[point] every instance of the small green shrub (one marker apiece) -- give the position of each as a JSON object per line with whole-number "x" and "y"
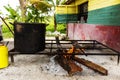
{"x": 50, "y": 28}
{"x": 61, "y": 28}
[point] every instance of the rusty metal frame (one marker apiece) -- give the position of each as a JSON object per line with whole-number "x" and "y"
{"x": 52, "y": 48}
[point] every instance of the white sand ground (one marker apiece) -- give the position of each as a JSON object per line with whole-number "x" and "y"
{"x": 43, "y": 67}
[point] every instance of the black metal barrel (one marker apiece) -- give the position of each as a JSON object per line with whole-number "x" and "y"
{"x": 29, "y": 37}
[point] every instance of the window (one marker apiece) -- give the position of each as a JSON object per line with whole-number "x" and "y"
{"x": 83, "y": 12}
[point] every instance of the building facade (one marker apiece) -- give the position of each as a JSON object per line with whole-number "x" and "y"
{"x": 93, "y": 20}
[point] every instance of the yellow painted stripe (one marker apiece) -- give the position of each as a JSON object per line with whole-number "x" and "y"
{"x": 79, "y": 2}
{"x": 66, "y": 9}
{"x": 97, "y": 4}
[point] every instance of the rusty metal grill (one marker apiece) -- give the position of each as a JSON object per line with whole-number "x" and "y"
{"x": 91, "y": 47}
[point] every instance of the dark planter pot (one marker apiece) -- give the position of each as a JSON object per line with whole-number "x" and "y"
{"x": 29, "y": 37}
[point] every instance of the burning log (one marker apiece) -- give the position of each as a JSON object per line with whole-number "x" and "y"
{"x": 91, "y": 65}
{"x": 68, "y": 65}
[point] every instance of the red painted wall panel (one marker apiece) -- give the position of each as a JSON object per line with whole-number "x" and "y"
{"x": 109, "y": 35}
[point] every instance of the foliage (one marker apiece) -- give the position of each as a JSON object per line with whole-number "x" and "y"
{"x": 35, "y": 12}
{"x": 13, "y": 13}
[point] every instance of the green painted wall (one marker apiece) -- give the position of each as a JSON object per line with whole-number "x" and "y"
{"x": 105, "y": 16}
{"x": 66, "y": 18}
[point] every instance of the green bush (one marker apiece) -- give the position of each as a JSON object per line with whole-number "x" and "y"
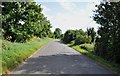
{"x": 88, "y": 47}
{"x": 82, "y": 39}
{"x": 15, "y": 53}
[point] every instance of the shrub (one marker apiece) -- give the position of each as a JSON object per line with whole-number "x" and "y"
{"x": 89, "y": 47}
{"x": 82, "y": 39}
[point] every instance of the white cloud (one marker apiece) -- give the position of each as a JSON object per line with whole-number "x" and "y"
{"x": 72, "y": 18}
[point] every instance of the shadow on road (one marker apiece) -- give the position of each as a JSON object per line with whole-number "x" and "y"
{"x": 61, "y": 64}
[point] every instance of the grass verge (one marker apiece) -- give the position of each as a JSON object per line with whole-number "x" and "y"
{"x": 111, "y": 66}
{"x": 15, "y": 53}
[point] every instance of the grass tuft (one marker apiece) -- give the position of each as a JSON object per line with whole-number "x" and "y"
{"x": 15, "y": 53}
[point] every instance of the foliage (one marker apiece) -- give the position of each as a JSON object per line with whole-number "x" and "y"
{"x": 112, "y": 66}
{"x": 23, "y": 20}
{"x": 79, "y": 36}
{"x": 88, "y": 47}
{"x": 91, "y": 32}
{"x": 15, "y": 53}
{"x": 107, "y": 15}
{"x": 68, "y": 36}
{"x": 57, "y": 33}
{"x": 82, "y": 39}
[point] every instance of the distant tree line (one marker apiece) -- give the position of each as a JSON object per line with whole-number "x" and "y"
{"x": 79, "y": 36}
{"x": 23, "y": 20}
{"x": 107, "y": 45}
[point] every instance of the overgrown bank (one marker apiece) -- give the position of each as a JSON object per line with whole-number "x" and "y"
{"x": 15, "y": 53}
{"x": 102, "y": 61}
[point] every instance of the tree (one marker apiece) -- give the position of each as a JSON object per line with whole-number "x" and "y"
{"x": 107, "y": 15}
{"x": 57, "y": 33}
{"x": 23, "y": 20}
{"x": 68, "y": 36}
{"x": 91, "y": 32}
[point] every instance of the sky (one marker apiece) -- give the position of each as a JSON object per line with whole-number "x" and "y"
{"x": 72, "y": 14}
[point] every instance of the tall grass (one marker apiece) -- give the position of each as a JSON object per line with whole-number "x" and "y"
{"x": 15, "y": 53}
{"x": 112, "y": 66}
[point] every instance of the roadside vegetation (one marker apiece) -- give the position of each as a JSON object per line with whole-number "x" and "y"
{"x": 25, "y": 29}
{"x": 104, "y": 45}
{"x": 15, "y": 53}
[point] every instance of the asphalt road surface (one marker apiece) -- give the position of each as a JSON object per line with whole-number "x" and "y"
{"x": 58, "y": 58}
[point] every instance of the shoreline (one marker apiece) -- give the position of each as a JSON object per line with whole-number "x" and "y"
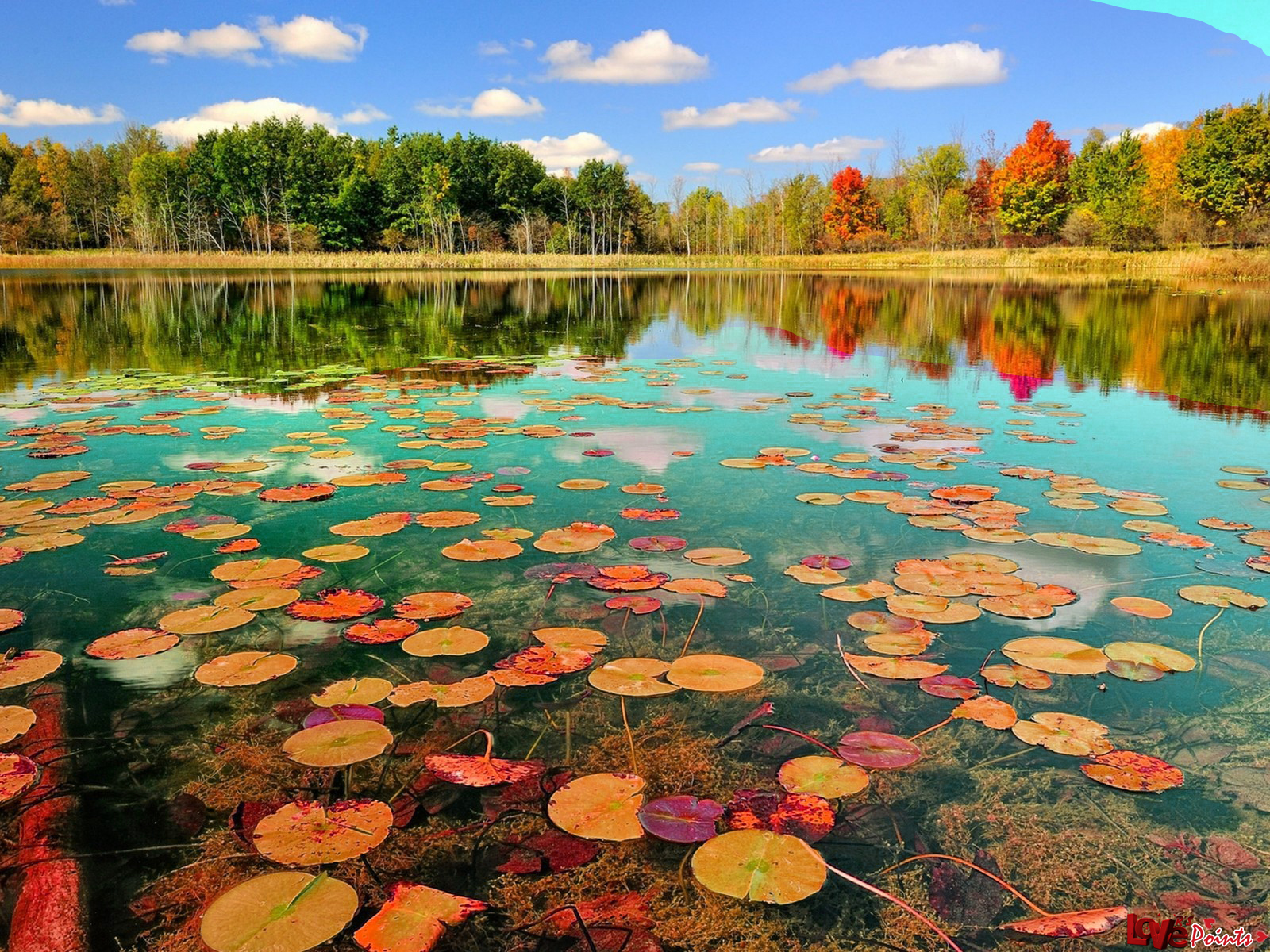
{"x": 1227, "y": 264}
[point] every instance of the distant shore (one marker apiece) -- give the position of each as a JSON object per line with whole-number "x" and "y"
{"x": 1223, "y": 264}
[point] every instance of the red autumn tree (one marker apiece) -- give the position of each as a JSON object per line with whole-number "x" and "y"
{"x": 1030, "y": 187}
{"x": 854, "y": 213}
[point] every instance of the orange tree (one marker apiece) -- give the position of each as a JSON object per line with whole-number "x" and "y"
{"x": 854, "y": 213}
{"x": 1030, "y": 187}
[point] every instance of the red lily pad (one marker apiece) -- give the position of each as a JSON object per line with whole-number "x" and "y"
{"x": 888, "y": 752}
{"x": 681, "y": 819}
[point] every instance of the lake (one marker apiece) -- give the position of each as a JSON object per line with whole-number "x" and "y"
{"x": 624, "y": 527}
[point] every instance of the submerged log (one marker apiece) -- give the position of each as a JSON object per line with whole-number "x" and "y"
{"x": 48, "y": 916}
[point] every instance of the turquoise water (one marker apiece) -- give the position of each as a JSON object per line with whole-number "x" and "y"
{"x": 1151, "y": 391}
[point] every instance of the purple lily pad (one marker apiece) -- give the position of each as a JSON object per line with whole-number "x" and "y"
{"x": 562, "y": 571}
{"x": 344, "y": 712}
{"x": 658, "y": 543}
{"x": 886, "y": 752}
{"x": 681, "y": 819}
{"x": 190, "y": 596}
{"x": 1133, "y": 670}
{"x": 822, "y": 562}
{"x": 949, "y": 685}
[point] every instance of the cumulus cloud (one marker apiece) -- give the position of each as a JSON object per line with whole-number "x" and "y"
{"x": 910, "y": 67}
{"x": 842, "y": 149}
{"x": 305, "y": 37}
{"x": 503, "y": 103}
{"x": 1151, "y": 130}
{"x": 565, "y": 154}
{"x": 311, "y": 38}
{"x": 364, "y": 114}
{"x": 729, "y": 114}
{"x": 224, "y": 41}
{"x": 46, "y": 112}
{"x": 238, "y": 112}
{"x": 492, "y": 105}
{"x": 651, "y": 57}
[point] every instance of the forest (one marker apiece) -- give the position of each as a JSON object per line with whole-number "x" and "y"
{"x": 283, "y": 188}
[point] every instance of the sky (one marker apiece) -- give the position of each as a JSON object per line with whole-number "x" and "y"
{"x": 732, "y": 95}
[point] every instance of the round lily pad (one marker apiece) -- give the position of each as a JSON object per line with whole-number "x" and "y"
{"x": 600, "y": 806}
{"x": 287, "y": 912}
{"x": 714, "y": 673}
{"x": 878, "y": 750}
{"x": 825, "y": 776}
{"x": 681, "y": 819}
{"x": 760, "y": 866}
{"x": 338, "y": 743}
{"x": 309, "y": 835}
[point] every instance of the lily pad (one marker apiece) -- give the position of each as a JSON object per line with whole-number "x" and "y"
{"x": 287, "y": 912}
{"x": 760, "y": 866}
{"x": 681, "y": 819}
{"x": 600, "y": 806}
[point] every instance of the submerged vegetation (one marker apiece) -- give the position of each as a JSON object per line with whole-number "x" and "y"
{"x": 641, "y": 613}
{"x": 285, "y": 188}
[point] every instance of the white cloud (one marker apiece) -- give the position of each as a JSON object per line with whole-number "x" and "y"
{"x": 305, "y": 37}
{"x": 435, "y": 109}
{"x": 238, "y": 112}
{"x": 492, "y": 105}
{"x": 1151, "y": 130}
{"x": 649, "y": 57}
{"x": 364, "y": 114}
{"x": 503, "y": 103}
{"x": 224, "y": 41}
{"x": 311, "y": 38}
{"x": 836, "y": 150}
{"x": 571, "y": 152}
{"x": 908, "y": 67}
{"x": 46, "y": 112}
{"x": 729, "y": 114}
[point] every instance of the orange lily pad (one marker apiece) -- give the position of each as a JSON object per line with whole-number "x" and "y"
{"x": 413, "y": 919}
{"x": 714, "y": 673}
{"x": 287, "y": 912}
{"x": 244, "y": 670}
{"x": 309, "y": 835}
{"x": 600, "y": 806}
{"x": 1056, "y": 655}
{"x": 1141, "y": 774}
{"x": 1064, "y": 734}
{"x": 131, "y": 643}
{"x": 338, "y": 743}
{"x": 760, "y": 866}
{"x": 454, "y": 640}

▶ 任务要求: 改写从含有“[point] every instance of the submerged vegetation”的那一行直到条目末尾的全部内容，把其中的“orange lily pad”换成“floating lily pad”，其他一律保持原样。

▶ 本题答案:
[point] every instance of the submerged vegetation (one marker apiece) -- give the position of each as a JSON object per line with whole-number "x" and "y"
{"x": 641, "y": 613}
{"x": 285, "y": 188}
[point] every instance of the white cloud (one marker apiece) -- give the position of each as a JSON object per line with whole-number "x" and "y"
{"x": 305, "y": 37}
{"x": 435, "y": 109}
{"x": 238, "y": 112}
{"x": 492, "y": 105}
{"x": 1151, "y": 130}
{"x": 649, "y": 57}
{"x": 364, "y": 114}
{"x": 503, "y": 103}
{"x": 224, "y": 41}
{"x": 311, "y": 38}
{"x": 836, "y": 150}
{"x": 571, "y": 152}
{"x": 908, "y": 67}
{"x": 46, "y": 112}
{"x": 729, "y": 114}
[point] every instance of the floating lily pad (one marker apiece) -- give the position of each as a JSON object per line with whole-number "x" and "y"
{"x": 413, "y": 919}
{"x": 714, "y": 673}
{"x": 287, "y": 912}
{"x": 244, "y": 670}
{"x": 309, "y": 835}
{"x": 600, "y": 806}
{"x": 1056, "y": 655}
{"x": 1141, "y": 774}
{"x": 1064, "y": 734}
{"x": 131, "y": 643}
{"x": 338, "y": 743}
{"x": 760, "y": 866}
{"x": 454, "y": 640}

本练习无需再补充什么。